# DOCUMENT EXTRACT
+++++

Posted by Tim Bryce on September 13, 2013

BRYCE ON TECHNOLOGY & SOCIETY

– How early children are being weaned on technology, and how this will affect society.

(Click for AUDIO VERSION)
To use this segment in a Radio broadcast or Podcast, send TIM a request.

It’s no secret, our use of personal technology has turned into an addiction. To me, it is no different than a drug. You may remember the 2010 “The World Unplugged” project whereby 1,000 college students in ten countries on five continents were asked to go without technology for 24 hours. The results of the study revealed the depths of their addiction. Some recent notices though, suggests it is going to get even worse.

A new study by ZACT, a smartphone provider, reveals a quarter of children ages two and under now have a smartphone, as do children ages three to five. As the study reveals, the penetration goes deeper as the child grows older; 39% of children ages 6-9 have a smartphone, 56% for ages 10-13, and 66% for ages 14-17. I might understand older children needing one, but a 25% penetration of the two year old age group is bewildering. And once they get hooked, they are likely addicted forever. Taking it a step further, there is a significant movement afoot in this country to teach computer programming in elementary school, thereby solidifying the addiction. Frankly, I would rather see students taking more classes in speech and English, but I am a creature of the 20th century who understands the importance of building human relations.

+++++

# DATA EXTRACT
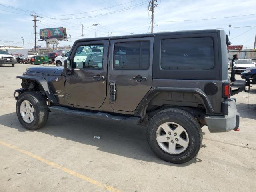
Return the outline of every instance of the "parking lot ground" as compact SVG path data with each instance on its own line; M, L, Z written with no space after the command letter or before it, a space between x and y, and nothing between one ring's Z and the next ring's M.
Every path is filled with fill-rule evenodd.
M196 158L175 164L140 126L50 113L42 128L23 128L13 94L30 66L0 66L0 191L255 191L256 85L235 96L240 131L204 126Z

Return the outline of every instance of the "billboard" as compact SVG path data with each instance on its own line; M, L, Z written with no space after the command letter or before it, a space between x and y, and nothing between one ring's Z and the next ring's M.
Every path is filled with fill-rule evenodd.
M28 57L28 50L26 49L8 49L7 50L9 53L15 57Z
M242 45L228 45L228 49L243 49Z
M63 27L56 27L40 29L39 32L40 39L61 39L64 38L64 33Z

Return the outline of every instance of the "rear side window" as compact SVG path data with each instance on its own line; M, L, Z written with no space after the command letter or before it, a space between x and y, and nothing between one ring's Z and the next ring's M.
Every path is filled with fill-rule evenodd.
M149 63L149 41L118 43L115 44L115 69L146 69Z
M165 39L162 41L163 69L209 69L214 64L210 37Z

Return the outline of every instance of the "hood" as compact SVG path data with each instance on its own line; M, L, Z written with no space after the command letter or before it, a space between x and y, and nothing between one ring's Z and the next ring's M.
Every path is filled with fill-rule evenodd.
M248 68L251 67L255 67L255 65L254 64L246 64L244 63L236 63L234 64L234 66L235 67L244 67Z
M246 69L245 69L245 70L256 70L256 67L249 67L249 68L247 68Z
M61 72L63 70L63 68L59 67L31 67L26 70L30 72L42 73L53 76L54 75L60 75L60 74L61 74Z

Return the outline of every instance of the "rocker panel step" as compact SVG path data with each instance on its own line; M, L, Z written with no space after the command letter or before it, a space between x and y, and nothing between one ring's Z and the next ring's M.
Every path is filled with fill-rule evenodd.
M76 115L82 115L100 119L110 119L120 121L123 121L129 123L138 124L140 118L139 117L124 116L118 116L111 115L107 113L98 112L93 113L87 111L80 111L73 109L70 109L66 107L59 106L53 106L50 107L49 109L52 112L61 113L68 113Z

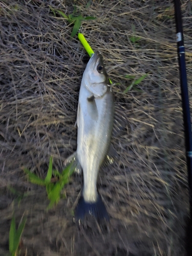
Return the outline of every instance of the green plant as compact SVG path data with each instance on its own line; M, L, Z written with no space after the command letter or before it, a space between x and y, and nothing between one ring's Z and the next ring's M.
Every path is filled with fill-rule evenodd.
M137 79L137 80L134 80L135 78L135 76L133 76L133 75L126 75L125 76L125 78L127 79L134 79L133 81L131 82L131 84L124 91L123 93L127 93L129 91L130 91L132 88L134 89L135 90L136 90L137 91L141 91L141 90L138 89L138 88L136 88L134 86L137 86L139 84L144 78L146 77L146 76L148 75L148 74L145 74L144 75L142 75L139 78Z
M86 8L88 8L90 5L91 2L88 2L86 5ZM55 16L56 16L56 12L58 12L64 18L66 19L70 24L74 24L73 30L71 34L72 37L73 37L78 33L81 26L82 22L96 19L95 17L92 17L91 16L83 17L81 15L78 15L77 13L77 7L74 6L73 7L74 10L73 13L71 14L69 14L68 16L61 11L54 9L51 6L49 6L49 8Z
M26 220L27 217L25 217L21 220L17 230L16 229L15 217L13 217L11 220L9 236L9 249L12 256L18 255L18 248Z
M26 168L23 168L23 170L28 175L29 180L31 183L46 186L48 198L50 201L48 209L50 209L60 200L61 191L65 185L69 183L70 177L74 171L75 168L72 162L61 174L57 170L53 170L53 157L51 157L48 170L45 180L31 173ZM53 175L55 177L53 180L52 180Z

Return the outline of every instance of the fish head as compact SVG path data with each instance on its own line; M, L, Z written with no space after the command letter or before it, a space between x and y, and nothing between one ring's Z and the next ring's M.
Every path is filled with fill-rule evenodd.
M103 61L98 51L96 51L89 60L83 73L84 83L88 90L96 98L103 95L110 84Z

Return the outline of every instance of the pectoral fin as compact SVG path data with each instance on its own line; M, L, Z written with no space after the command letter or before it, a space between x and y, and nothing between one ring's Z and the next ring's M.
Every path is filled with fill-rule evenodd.
M88 101L88 112L89 115L92 119L97 121L98 118L98 113L94 96L92 95L87 98L87 100Z
M67 159L65 160L63 163L64 166L67 166L73 161L73 165L75 166L75 172L78 174L80 174L82 173L82 167L78 161L77 158L77 154L76 151L74 152L72 155L71 155Z
M117 158L117 151L115 150L112 145L111 145L108 154L106 156L102 164L102 166L107 166L110 164L112 164L114 162L115 158Z

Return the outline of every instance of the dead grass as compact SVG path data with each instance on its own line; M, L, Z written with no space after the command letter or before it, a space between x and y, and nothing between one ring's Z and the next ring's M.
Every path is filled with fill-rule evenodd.
M118 159L98 179L111 222L101 230L91 221L87 229L73 223L79 177L67 186L67 200L47 212L44 190L27 182L20 169L45 177L50 156L61 170L76 150L78 92L89 58L77 37L70 38L71 26L49 7L69 14L72 3L1 0L0 254L7 251L13 212L19 220L25 211L24 255L184 255L187 174L173 3L93 1L88 9L87 1L73 3L82 15L98 18L82 24L83 33L120 83L113 87L118 116L124 118L112 139ZM191 8L182 1L190 103ZM141 37L137 44L133 35ZM130 83L125 75L147 72L142 92L123 93ZM29 196L18 204L8 185Z

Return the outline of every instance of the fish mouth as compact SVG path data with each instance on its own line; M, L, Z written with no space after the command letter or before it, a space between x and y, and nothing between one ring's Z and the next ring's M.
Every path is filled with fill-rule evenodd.
M100 55L100 53L99 53L98 51L96 51L95 53L93 54L93 55L91 56L91 59L92 60L92 61L95 61L96 62L97 59L100 58L101 55Z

+++++

# WHAT IS EXPECTED
Please extend the article on children and technology addiction, picking up right after its final sentence.

# EXERCISE RESULT
Smartphone addiction is also changing our lifestyles. To illustrate, a venture capitalist in San Francisco recently suggested movie theaters should be altered to allow moviegoers to actively use their smartphones as opposed to turning them off; see, “Would you go to a Wi-Fi-connected, lights-on movie theater?” It is his contention that technology savvy people would rather use their smartphones during the performance to reference such things as cast members, credits, rate the movie, and carry on a dialog with other people in the theater regarding the movie, not to mention perform a little work on the side. If this comes to fruition, look for movie producers to capitalize on this by offering a movie that interacts with local smartphones, such as supplying trivia about the movie, giving clues as to how the plot will progress, or maybe allow the patrons to guess “who done it.”

Then there was the story in the “Huffington Post” where a respected professor and education researcher suggests that teaching spelling and grammar should be de-emphasized as smartphones now perform this function using “autocorrect.” One may argue student math skills have slipped thanks in large part to a plethora of available calculators. Now, the same phenomenon may occur to English thanks to our dependency on the smartphone.

Two things are disturbing about these recent reports, how early children are being weaned on technology, and how this will affect society in the long run. The more technology takes over the basic processing functions of our brain, the more we become dependent on it. Do we really need to multitask as we watch a movie? Do children really need to learn technology as opposed to mastering language and socialization skills? It seems to me the human spirit is being programmed and I’m not sure we are going to like the end result.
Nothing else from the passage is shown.